Required work: Return all the data, word for word.

Supplied information:
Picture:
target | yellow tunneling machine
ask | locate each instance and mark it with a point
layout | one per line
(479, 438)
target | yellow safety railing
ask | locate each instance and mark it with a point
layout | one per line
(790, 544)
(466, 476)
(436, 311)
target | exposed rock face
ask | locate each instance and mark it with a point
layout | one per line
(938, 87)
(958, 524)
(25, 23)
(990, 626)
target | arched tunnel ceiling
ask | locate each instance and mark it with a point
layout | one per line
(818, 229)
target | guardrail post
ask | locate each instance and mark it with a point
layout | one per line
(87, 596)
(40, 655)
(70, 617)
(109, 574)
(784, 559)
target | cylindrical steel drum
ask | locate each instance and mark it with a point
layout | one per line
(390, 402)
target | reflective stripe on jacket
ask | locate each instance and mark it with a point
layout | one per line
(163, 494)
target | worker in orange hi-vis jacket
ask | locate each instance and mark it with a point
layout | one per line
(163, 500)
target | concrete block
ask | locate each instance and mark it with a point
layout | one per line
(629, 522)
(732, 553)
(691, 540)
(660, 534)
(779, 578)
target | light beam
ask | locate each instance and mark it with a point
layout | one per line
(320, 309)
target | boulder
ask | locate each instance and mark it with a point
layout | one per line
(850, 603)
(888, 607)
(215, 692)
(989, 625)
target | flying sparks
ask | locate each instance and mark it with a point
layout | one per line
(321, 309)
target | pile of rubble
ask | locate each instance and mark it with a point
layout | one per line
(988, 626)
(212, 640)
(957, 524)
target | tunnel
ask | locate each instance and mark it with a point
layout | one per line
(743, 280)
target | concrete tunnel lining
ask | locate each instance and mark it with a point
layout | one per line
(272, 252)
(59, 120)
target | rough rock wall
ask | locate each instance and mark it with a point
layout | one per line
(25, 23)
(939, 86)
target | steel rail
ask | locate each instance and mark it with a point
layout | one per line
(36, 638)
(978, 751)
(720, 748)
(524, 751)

Exercise solution:
Picture:
target | yellow tunneling machine
ask | locate each instance and mark it with a point
layout | one per line
(479, 438)
target | yellow safety railing
ask | locate each instance and mark it with a point
layout | one per line
(790, 544)
(466, 476)
(436, 311)
target | exposed rock face
ask | locate each instance and mark it with a point
layout | one per line
(938, 87)
(958, 524)
(25, 23)
(990, 626)
target | arched tunnel ceiling
ask | locate each instance and mark it with a point
layout | one per line
(818, 229)
target | guardrail post
ask | locate each instance and mark it with a point
layout | one per line
(87, 596)
(40, 655)
(70, 617)
(109, 574)
(784, 559)
target | cylindrical steel drum
ask | locate each instance and mark it with a point
layout | one per line
(390, 402)
target | reflective stripe on jacket
ask | locate each instance and mark it with a point
layout | one per line
(163, 494)
target | worker in orange hi-vis jacket
ask | locate each instance and mark it with a point
layout | one per line
(163, 500)
target | concrete block
ask | locate each instance and mark it with a point
layout | one per line
(629, 522)
(732, 553)
(691, 540)
(660, 534)
(779, 578)
target | light beam
ask | locate each instance and mark it with a point
layout | one per line
(320, 309)
target | boulder
ask | locate each instance and mark it with a point
layout | one per line
(850, 603)
(888, 607)
(215, 692)
(989, 625)
target | flying sparks
ask | locate each instance and mark it with a point
layout | one per line
(321, 309)
target | pile of rubble
ask | locate each instance and mark it with a point
layout | one per line
(988, 626)
(212, 640)
(957, 524)
target | tunnel
ask | locate each instance and mark it with a point
layout | one per line
(743, 280)
target | concrete tunnel lining
ask | locate each instance and mark it with a point
layout | one per line
(272, 252)
(59, 120)
target | rough rock wall
ask | locate each instance and mark it with a point
layout | one per line
(25, 23)
(939, 86)
target | steel rail
ask | locate each instance and mark it with a point
layout | one per line
(36, 638)
(978, 751)
(720, 748)
(524, 751)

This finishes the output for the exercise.